(PASSAGE)
Convolutional Neural Networks III

Hey, I’m recently working on my new version of CNN, the updates are as follows:

  1. Support 3-channels images;
  2. Add Dropout;
  3. In conv layers, one can use either 3-channel conv kernels or single-chanel conv kernels (that is to say, whether share weights).

Now I’ve finished most of the works, and I’m debugging the code, hope I can release it in several days.

Here’s Early adopters edition, which is still buggy. I’ll post the formal version in days.

Newly updated (Aug. 28):

I apologize for the delay replies comments.

I was in Pittsburgh for a few days and was busy helping my wife to move into a new apartment, I only had about 1 hour per day for doing this…

However, I do think I’m on the right way, here are some of the kernels I got from training:

channel_0  (Y)


channel_1  (Cr)



channel_2  (Cb)


3-channels  (converted into RGB)


One problem now I’m facing, the OpenCV svd function is extremely slow if the matrix is large, they used to use LAPACK svd algo. but someone edited the algo. and caused this speed problem. In my opinion, I should directly use LAPACK svd without OpenCV svd function. I’ll work on it these days.

(WORK TO COMPLETE) Copy the whole CNN update post above, word for word. The items that come next have nothing to do with the CNN update post.

(EXCERPTED RECORDS)
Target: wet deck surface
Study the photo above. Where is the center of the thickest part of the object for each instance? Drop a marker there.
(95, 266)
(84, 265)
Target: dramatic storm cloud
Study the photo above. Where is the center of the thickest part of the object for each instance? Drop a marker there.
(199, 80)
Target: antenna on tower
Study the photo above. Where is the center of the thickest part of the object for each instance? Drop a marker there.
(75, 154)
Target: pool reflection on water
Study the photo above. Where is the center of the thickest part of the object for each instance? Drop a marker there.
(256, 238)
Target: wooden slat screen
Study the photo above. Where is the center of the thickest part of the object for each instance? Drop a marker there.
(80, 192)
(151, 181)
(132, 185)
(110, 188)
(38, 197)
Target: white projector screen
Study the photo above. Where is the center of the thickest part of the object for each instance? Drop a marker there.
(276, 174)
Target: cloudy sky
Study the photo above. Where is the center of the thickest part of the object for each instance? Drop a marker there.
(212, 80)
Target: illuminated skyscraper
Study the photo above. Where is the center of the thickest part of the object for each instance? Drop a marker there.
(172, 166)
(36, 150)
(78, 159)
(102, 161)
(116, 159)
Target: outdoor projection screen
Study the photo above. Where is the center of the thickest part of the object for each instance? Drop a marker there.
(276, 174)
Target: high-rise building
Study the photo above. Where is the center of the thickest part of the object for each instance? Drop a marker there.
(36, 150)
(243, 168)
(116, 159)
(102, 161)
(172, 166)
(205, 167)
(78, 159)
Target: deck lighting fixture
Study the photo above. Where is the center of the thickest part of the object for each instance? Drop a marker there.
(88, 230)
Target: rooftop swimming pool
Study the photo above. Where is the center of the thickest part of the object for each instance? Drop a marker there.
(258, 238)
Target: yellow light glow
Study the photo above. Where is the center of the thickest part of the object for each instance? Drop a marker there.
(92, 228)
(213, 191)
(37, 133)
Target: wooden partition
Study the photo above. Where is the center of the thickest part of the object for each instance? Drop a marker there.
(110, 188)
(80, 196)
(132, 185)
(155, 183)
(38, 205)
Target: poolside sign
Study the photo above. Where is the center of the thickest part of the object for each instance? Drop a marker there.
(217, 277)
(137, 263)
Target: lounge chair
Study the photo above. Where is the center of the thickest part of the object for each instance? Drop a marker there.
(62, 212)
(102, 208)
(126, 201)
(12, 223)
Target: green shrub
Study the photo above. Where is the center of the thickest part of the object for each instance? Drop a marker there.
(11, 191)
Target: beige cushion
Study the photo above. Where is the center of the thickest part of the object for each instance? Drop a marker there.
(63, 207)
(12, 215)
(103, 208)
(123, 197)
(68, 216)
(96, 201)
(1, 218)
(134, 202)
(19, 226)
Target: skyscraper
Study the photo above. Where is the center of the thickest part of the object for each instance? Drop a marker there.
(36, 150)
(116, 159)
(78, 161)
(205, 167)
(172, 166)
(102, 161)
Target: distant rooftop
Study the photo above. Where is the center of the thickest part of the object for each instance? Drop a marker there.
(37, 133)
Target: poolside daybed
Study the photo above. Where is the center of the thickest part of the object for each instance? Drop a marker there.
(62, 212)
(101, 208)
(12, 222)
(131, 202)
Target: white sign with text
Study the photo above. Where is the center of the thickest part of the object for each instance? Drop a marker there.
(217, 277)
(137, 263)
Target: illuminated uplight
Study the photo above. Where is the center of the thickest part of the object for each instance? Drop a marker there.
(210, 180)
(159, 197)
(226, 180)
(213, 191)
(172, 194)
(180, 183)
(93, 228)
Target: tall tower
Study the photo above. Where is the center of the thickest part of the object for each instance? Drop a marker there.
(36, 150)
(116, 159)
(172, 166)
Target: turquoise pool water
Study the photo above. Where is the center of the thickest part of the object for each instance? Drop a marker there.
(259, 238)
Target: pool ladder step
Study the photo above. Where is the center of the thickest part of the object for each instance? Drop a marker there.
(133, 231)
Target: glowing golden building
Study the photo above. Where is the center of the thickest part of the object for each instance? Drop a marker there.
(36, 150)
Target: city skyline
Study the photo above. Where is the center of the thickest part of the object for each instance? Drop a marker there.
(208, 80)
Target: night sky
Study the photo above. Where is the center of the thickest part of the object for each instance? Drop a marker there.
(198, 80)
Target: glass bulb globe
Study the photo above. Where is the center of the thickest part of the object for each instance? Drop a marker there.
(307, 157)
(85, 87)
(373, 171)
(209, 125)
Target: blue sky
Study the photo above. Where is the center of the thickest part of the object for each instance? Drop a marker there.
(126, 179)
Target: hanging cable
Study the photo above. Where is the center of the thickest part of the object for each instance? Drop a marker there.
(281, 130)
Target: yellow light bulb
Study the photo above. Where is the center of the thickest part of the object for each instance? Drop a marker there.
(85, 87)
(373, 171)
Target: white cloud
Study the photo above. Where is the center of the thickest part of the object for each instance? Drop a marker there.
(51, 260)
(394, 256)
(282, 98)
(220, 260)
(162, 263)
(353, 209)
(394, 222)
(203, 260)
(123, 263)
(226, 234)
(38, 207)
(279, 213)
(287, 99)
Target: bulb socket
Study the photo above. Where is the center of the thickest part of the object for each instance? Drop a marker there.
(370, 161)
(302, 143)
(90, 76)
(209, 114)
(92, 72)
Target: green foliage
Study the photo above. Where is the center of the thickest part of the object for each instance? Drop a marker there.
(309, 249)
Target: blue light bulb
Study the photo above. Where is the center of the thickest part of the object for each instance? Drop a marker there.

(ANSWER TO THIS EXERCISE)
Convolutional Neural Networks III

Hey, I’m recently working on my new version of CNN, the updates are as follows:

  1. Support 3-channels images;
  2. Add Dropout;
  3. In conv layers, one can use either 3-channel conv kernels or single-chanel conv kernels (that is to say, whether share weights).

Now I’ve finished most of the works, and I’m debugging the code, hope I can release it in several days.

Here’s Early adopters edition, which is still buggy. I’ll post the formal version in days.

Newly updated (Aug. 28):

I apologize for the delay replies comments.

I was in Pittsburgh for a few days and was busy helping my wife to move into a new apartment, I only had about 1 hour per day for doing this…

However, I do think I’m on the right way, here are some of the kernels I got from training:

channel_0  (Y)


channel_1  (Cr)



channel_2  (Cb)


3-channels  (converted into RGB)


One problem now I’m facing, the OpenCV svd function is extremely slow if the matrix is large, they used to use LAPACK svd algo. but someone edited the algo. and caused this speed problem. In my opinion, I should directly use LAPACK svd without OpenCV svd function. I’ll work on it these days.